▸ AIM: Reproduce the following items line for line, without changing anything. Leave out the pictures.

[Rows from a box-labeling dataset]
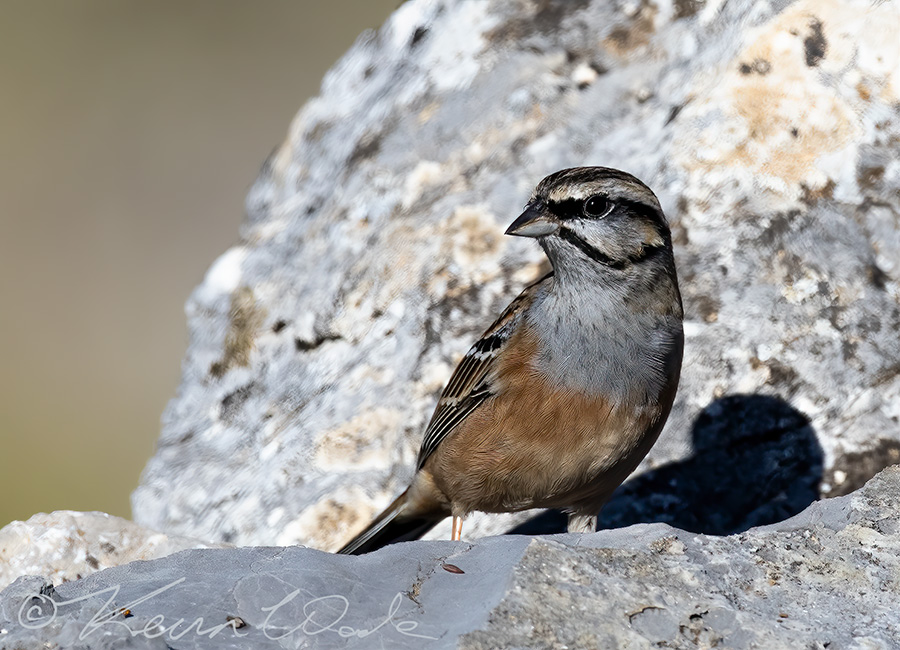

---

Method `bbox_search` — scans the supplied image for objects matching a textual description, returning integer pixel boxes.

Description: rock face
[133,0,900,548]
[0,467,900,650]
[0,510,222,589]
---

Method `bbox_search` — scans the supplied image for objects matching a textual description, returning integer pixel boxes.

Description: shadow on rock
[511,395,823,535]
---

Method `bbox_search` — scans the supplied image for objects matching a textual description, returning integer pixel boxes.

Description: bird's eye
[584,194,610,217]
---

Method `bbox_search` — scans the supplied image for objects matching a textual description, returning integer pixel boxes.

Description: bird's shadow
[510,395,824,535]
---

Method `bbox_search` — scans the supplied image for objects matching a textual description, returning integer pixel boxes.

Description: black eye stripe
[547,199,584,220]
[546,198,669,232]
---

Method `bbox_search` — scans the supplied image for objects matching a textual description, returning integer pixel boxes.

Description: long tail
[338,489,443,555]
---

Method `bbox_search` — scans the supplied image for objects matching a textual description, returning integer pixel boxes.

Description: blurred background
[0,0,400,526]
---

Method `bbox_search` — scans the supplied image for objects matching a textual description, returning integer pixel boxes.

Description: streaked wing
[416,272,553,471]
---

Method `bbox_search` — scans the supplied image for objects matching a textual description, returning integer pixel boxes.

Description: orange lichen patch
[603,2,657,57]
[209,287,265,378]
[682,0,900,195]
[276,487,380,551]
[447,205,505,268]
[315,407,403,471]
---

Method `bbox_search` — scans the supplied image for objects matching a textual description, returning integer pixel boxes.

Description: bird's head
[506,167,672,273]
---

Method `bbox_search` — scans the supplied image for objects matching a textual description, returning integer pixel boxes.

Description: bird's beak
[506,201,559,237]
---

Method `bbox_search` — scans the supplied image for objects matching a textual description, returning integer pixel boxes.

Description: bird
[338,167,684,555]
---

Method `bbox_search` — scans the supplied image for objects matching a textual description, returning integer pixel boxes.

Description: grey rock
[0,467,900,650]
[133,0,900,548]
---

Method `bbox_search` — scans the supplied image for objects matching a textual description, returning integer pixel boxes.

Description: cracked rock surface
[133,0,900,549]
[0,467,900,650]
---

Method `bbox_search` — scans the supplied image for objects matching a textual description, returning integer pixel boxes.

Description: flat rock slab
[0,467,900,650]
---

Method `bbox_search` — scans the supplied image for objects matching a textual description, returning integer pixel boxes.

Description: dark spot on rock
[819,302,847,332]
[826,438,900,497]
[225,616,247,630]
[675,0,703,20]
[803,18,828,68]
[866,262,890,291]
[588,61,609,76]
[856,166,884,190]
[409,26,428,49]
[294,334,341,352]
[685,296,721,323]
[759,210,800,248]
[738,59,772,76]
[209,287,265,379]
[858,314,881,334]
[762,359,800,395]
[665,104,685,126]
[347,133,384,168]
[485,0,590,43]
[800,178,835,205]
[841,339,859,363]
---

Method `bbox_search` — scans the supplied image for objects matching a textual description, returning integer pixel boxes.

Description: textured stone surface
[133,0,900,549]
[0,510,222,588]
[0,467,900,650]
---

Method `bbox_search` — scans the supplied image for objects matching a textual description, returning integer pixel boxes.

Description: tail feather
[338,490,441,555]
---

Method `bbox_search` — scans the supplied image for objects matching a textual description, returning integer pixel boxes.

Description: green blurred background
[0,0,400,526]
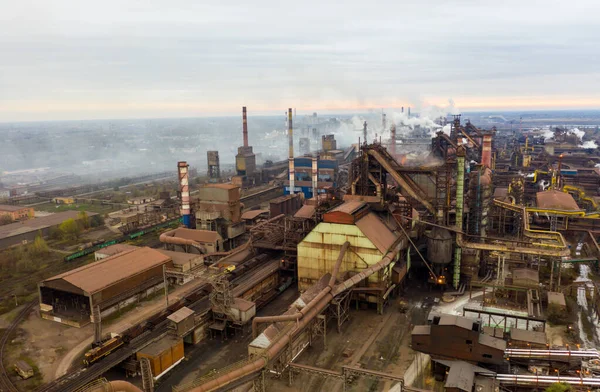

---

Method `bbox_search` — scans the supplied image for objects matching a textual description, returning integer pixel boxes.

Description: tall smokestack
[481,132,492,169]
[312,156,319,200]
[177,161,192,228]
[288,108,296,195]
[242,106,248,147]
[390,124,396,158]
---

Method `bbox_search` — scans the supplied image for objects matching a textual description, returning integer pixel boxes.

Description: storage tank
[426,227,453,264]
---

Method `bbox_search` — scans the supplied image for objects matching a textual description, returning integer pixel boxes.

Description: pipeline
[158,228,206,254]
[189,238,406,392]
[369,149,437,216]
[252,241,350,339]
[87,380,142,392]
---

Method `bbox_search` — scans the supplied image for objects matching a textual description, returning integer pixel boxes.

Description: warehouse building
[0,211,98,249]
[38,247,173,327]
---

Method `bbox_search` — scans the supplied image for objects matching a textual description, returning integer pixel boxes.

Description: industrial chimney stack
[242,106,248,147]
[288,108,296,195]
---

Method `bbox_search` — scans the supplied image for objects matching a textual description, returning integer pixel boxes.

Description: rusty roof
[42,247,171,295]
[294,204,317,219]
[536,190,581,211]
[510,328,546,344]
[166,227,222,243]
[96,244,139,256]
[331,201,367,214]
[356,212,398,253]
[167,306,194,323]
[242,210,269,219]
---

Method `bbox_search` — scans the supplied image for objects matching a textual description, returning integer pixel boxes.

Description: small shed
[509,328,546,349]
[167,306,194,337]
[15,359,34,380]
[548,291,567,311]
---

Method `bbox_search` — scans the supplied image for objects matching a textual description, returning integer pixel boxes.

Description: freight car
[83,335,125,366]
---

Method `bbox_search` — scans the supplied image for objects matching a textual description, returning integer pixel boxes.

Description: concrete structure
[38,247,173,327]
[298,201,407,304]
[196,184,246,245]
[412,314,506,365]
[0,211,98,249]
[0,204,34,221]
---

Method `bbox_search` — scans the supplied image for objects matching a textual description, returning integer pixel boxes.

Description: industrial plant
[0,107,600,392]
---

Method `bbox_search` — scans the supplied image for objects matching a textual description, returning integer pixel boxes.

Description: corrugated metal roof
[536,190,581,211]
[242,210,269,219]
[96,244,139,256]
[510,328,546,344]
[294,205,316,219]
[331,201,367,214]
[356,213,398,253]
[168,227,222,243]
[44,247,171,295]
[167,306,194,323]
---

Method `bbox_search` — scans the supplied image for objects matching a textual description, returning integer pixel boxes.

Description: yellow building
[52,197,75,204]
[298,201,407,310]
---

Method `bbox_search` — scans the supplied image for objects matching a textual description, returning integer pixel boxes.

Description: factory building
[284,157,338,199]
[38,247,173,327]
[298,201,408,305]
[196,184,246,247]
[0,204,34,221]
[0,211,98,249]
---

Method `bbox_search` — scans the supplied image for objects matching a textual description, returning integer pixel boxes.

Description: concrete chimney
[242,106,248,147]
[177,161,192,228]
[288,108,296,195]
[481,132,492,169]
[390,124,396,158]
[312,156,319,200]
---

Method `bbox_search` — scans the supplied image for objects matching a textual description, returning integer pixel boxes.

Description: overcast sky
[0,0,600,121]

▸ THE SOLUTION:
---

Method `bbox_search` — scans the supplied image for objects matching a textual description, returning integer pixel boxes.

Description: rock face
[133,0,900,548]
[0,467,900,650]
[0,510,222,589]
---

Method `bbox_search` — scans the supplied image for objects matching a textual description, returning integer pixel boxes.

Description: shadow on rock
[511,395,823,535]
---

Method `bbox_search` — scans the supplied image for objects matching a textual description, returning integer pixel boxes.

Description: bird's eye
[584,194,610,217]
---

Method `bbox_search` — scans the supplied image for objects matching a textual description, returning integer pixel boxes.

Description: bird's shadow
[510,395,824,535]
---

Method `bbox_search` — scans the supplied image for objects matching a textual description, returning integer pixel boxes.

Description: black eye stripe
[547,199,584,220]
[546,198,669,232]
---

Method `bbox_search` — scans the supplied image for objects matching a textual description, returning integer pixel boxes.

Description: long tail
[338,489,443,555]
---

Method `bbox_search` — scans the supplied image for objects matching a textual description, returning integer pixel boxes.

Description: blurred background
[0,0,400,526]
---

Method `bbox_search` — scans the supplied image for objects matching a textual description, returning integer pixel boxes.

Description: streaked wing
[416,272,553,471]
---

Method `bbox_search` — scans the supplied image for objects matching a textual description, returning integer pixel boxes.

Description: orange lichen patch
[603,2,657,57]
[209,287,265,378]
[682,0,900,195]
[276,487,380,551]
[447,205,505,268]
[315,407,403,471]
---

Method `bbox_search` — scans the supplied image for objects matching a textual description, returning integer pixel boxes.

Description: bird's head
[506,167,672,273]
---

Method `bbox_search` — scans the supplied image for objects matching a textual description, returning integer pixel boxes.

Description: bird's beak
[506,201,559,237]
---

Method `bbox_search` — scans the supplied image for objects matching a textual description, returning integer pixel boxes.

Description: bird
[338,167,684,555]
---

Method `bbox_search` — scans the supplied image for objects matching a textual description, returning integer pixel boxes.

Description: grey rock
[0,467,900,650]
[133,0,900,548]
---

Method `bbox_search` — scans the supplied image for objects matching a textual description, returning integer pixel boxes.

Description: cracked rock surface
[133,0,900,549]
[0,467,900,650]
---

Method `bbox_search` — scans the supplied image for objects matching a textual description, returning integer pixel boxes.

Description: flat rock slab
[0,467,900,650]
---

Method `bbox_search` — scans the supplied image for objects matching a textual description, returning integer pixel boxes.

Description: dark spot on rock
[819,302,847,332]
[826,438,900,497]
[225,616,247,630]
[675,0,703,20]
[803,18,828,68]
[866,262,890,291]
[588,61,609,76]
[856,166,884,190]
[409,26,428,49]
[294,334,341,352]
[685,296,721,323]
[759,210,800,248]
[738,59,772,76]
[209,287,265,379]
[858,314,881,334]
[762,359,800,395]
[665,104,685,126]
[347,133,384,168]
[485,0,590,43]
[800,178,835,205]
[841,339,859,363]
---

Method `bbox_search` — scans the supplied image for objects matching a textual description, returning integer pixel boxes.

Description: textured stone surface
[133,0,900,549]
[0,510,222,588]
[0,467,900,650]
---

Method `bbox_search` — scans the supplied image for objects matching a textual description, returning integer pixel boxes.

Description: tail feather
[338,490,441,555]
---

Method `bbox_search` — scans the supplied image for objects matching a textual description, returning integer pixel boxes.

Description: green blurred background
[0,0,400,526]

---

Method `bbox_search` — scans the supplied image for objects matching a textual description, returning integer pixel boxes.

Description: tall smokestack
[481,132,492,169]
[312,156,319,200]
[177,161,192,228]
[288,108,296,195]
[242,106,248,147]
[390,124,396,158]
---

Method `bbox_search` — scans the supplied image for objects matching a textual description, returning integer pixel boxes.

Description: storage tank
[426,227,453,264]
---

Method `bbox_search` — scans the supplied image for objects matching a textual description, returning integer pixel boxes.

Description: pipeline
[158,228,206,254]
[189,238,406,392]
[369,149,437,216]
[252,241,350,339]
[87,380,142,392]
---

Method `bbox_search` — scans the supplied image for objects matching a textual description, returning integer pixel boxes.

Description: warehouse building
[0,211,98,249]
[38,247,173,327]
---

Method `bbox_search` — scans the supplied image for objects matching a textual description, returning integer pixel boxes.

Description: industrial chimney stack
[242,106,248,147]
[288,108,296,195]
---

Method `bbox_search` — scans the supplied image for objects matching a textual description, returning integer pixel boxes.

Description: rusty roof
[42,247,171,295]
[294,204,317,219]
[536,190,581,211]
[510,328,546,344]
[166,227,222,243]
[96,244,139,256]
[331,201,367,214]
[356,212,398,253]
[167,306,194,323]
[242,210,269,219]
---

Method `bbox_search` — scans the supplied image for objects matching a textual description, returning integer pixel boxes.

Description: small shed
[509,328,546,349]
[167,306,194,337]
[15,359,34,380]
[548,291,567,311]
---

Method `bbox_search` — scans the supplied image for objects matching a textual description, returning integer pixel boxes.

Description: freight car
[83,335,125,366]
---

Method `bbox_search` — scans the supplied image for objects matching a textual description, returning integer pixel boxes.

Description: concrete structure
[38,247,173,327]
[298,201,407,304]
[196,184,246,245]
[412,314,506,365]
[0,211,98,249]
[0,204,34,221]
---

Method `bbox_search` — scans the supplied image for objects matching a textual description, returning integer pixel boxes.

Description: industrial plant
[0,107,600,392]
---

Method `bbox_search` — scans the supplied image for objects matching a textual description, returning integer pixel boxes.

Description: corrugated metal roof
[536,190,581,211]
[242,210,269,219]
[96,244,139,256]
[510,328,546,344]
[294,205,316,219]
[331,201,367,214]
[356,213,398,253]
[168,227,222,243]
[44,247,171,295]
[167,306,194,323]
---

Method `bbox_search` — scans the supplied image for objects matching a textual description, returning integer pixel boxes.

Description: yellow building
[52,197,75,204]
[298,201,407,310]
---

Method `bbox_search` — scans the supplied image for objects matching a textual description, returning integer pixel boxes.

Description: factory building
[284,157,338,199]
[38,247,173,327]
[298,201,408,305]
[196,184,246,247]
[0,204,34,221]
[0,211,98,249]
---

Method `bbox_search` — scans the supplied image for objects matching a textual description, returning integer pixel boxes.

Description: concrete chimney
[242,106,248,147]
[177,161,192,228]
[288,108,296,195]
[481,132,492,169]
[390,124,396,158]
[312,156,319,200]
---

Method `bbox_search` — scans the supplied image for objects matching a textual description, returning integer pixel boxes.

Description: overcast sky
[0,0,600,121]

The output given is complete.